# Supplied material

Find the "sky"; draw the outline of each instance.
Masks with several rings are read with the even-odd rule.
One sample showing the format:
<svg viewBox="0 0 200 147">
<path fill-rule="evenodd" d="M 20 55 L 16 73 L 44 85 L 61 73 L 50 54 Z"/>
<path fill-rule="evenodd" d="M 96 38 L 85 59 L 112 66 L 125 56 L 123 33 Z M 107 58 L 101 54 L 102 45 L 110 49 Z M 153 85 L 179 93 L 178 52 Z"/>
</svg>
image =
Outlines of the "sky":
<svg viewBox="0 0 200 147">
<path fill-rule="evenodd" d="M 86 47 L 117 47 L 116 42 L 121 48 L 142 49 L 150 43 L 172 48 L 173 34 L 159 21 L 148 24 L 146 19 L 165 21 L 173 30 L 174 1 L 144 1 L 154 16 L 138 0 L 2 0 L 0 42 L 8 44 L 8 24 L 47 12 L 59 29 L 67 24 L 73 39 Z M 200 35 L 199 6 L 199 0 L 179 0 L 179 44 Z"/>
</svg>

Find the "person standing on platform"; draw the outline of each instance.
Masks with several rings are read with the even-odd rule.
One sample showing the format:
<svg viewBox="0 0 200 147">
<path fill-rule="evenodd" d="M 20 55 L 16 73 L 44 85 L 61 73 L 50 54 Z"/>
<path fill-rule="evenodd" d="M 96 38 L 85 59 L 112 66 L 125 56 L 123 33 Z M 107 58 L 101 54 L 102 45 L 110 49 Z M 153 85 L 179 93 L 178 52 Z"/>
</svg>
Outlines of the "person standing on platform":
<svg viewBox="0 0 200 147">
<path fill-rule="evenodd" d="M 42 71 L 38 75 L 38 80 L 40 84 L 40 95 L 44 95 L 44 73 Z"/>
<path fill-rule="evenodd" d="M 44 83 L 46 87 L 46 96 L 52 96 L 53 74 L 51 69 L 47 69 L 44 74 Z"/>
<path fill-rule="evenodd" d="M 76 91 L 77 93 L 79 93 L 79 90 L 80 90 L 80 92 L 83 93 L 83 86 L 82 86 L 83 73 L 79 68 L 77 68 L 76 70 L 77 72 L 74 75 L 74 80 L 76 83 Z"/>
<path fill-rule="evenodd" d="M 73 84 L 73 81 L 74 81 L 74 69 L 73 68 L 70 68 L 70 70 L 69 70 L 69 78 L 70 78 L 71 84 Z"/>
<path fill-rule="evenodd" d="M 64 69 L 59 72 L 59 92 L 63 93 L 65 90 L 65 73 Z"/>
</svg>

# Brief
Render all of the material above as a Markdown table with the columns Row and Line, one numbered row per line, leaving out blank lines.

# Written response
| Row | Line |
|---|---|
| 1 | Find the "sky"; draw the outline of each instance. |
| 2 | Masks with several rings are read with the even-odd rule. |
| 3 | One sample showing the format: |
| 4 | <svg viewBox="0 0 200 147"> |
| 5 | <path fill-rule="evenodd" d="M 20 55 L 16 73 L 44 85 L 61 73 L 50 54 Z"/> |
| 6 | <path fill-rule="evenodd" d="M 96 38 L 85 59 L 112 66 L 125 56 L 123 33 Z M 107 58 L 101 54 L 102 45 L 110 49 Z M 153 85 L 179 93 L 178 52 Z"/> |
| 7 | </svg> |
| 8 | image = |
| 9 | Outlines of the "sky": |
| 10 | <svg viewBox="0 0 200 147"> |
| 11 | <path fill-rule="evenodd" d="M 86 47 L 117 47 L 116 42 L 121 48 L 142 49 L 150 43 L 172 48 L 173 34 L 159 21 L 148 24 L 146 19 L 165 21 L 173 30 L 174 1 L 144 1 L 154 16 L 138 0 L 2 0 L 0 42 L 8 44 L 8 24 L 47 12 L 59 29 L 67 24 L 73 39 Z M 200 35 L 199 6 L 199 0 L 179 0 L 179 44 Z"/> |
| 12 | </svg> |
| 13 | Find the "person standing on platform"; draw the outline of each instance. |
| 14 | Masks with several rings are read with the even-odd rule. |
| 15 | One sample showing the format: |
| 16 | <svg viewBox="0 0 200 147"> |
| 17 | <path fill-rule="evenodd" d="M 20 55 L 16 73 L 44 85 L 61 73 L 50 54 Z"/> |
| 18 | <path fill-rule="evenodd" d="M 96 38 L 85 59 L 112 66 L 125 56 L 123 33 Z M 107 58 L 101 54 L 102 45 L 110 49 Z M 153 85 L 179 93 L 178 52 Z"/> |
| 19 | </svg> |
| 20 | Outlines of the "person standing on platform": |
| 21 | <svg viewBox="0 0 200 147"> |
| 22 | <path fill-rule="evenodd" d="M 42 71 L 38 75 L 38 80 L 40 84 L 40 95 L 44 95 L 44 73 Z"/> |
| 23 | <path fill-rule="evenodd" d="M 44 83 L 46 87 L 46 96 L 52 96 L 53 74 L 51 69 L 47 69 L 44 74 Z"/> |
| 24 | <path fill-rule="evenodd" d="M 76 91 L 77 93 L 79 93 L 79 90 L 80 90 L 80 92 L 83 93 L 83 86 L 82 86 L 83 73 L 79 68 L 77 68 L 76 70 L 77 72 L 74 75 L 74 80 L 76 83 Z"/> |
| 25 | <path fill-rule="evenodd" d="M 73 84 L 73 81 L 74 81 L 74 69 L 73 68 L 70 68 L 70 70 L 69 70 L 69 78 L 70 78 L 71 84 Z"/> |
| 26 | <path fill-rule="evenodd" d="M 64 69 L 59 72 L 59 92 L 63 93 L 65 90 L 65 73 Z"/> |
| 27 | </svg> |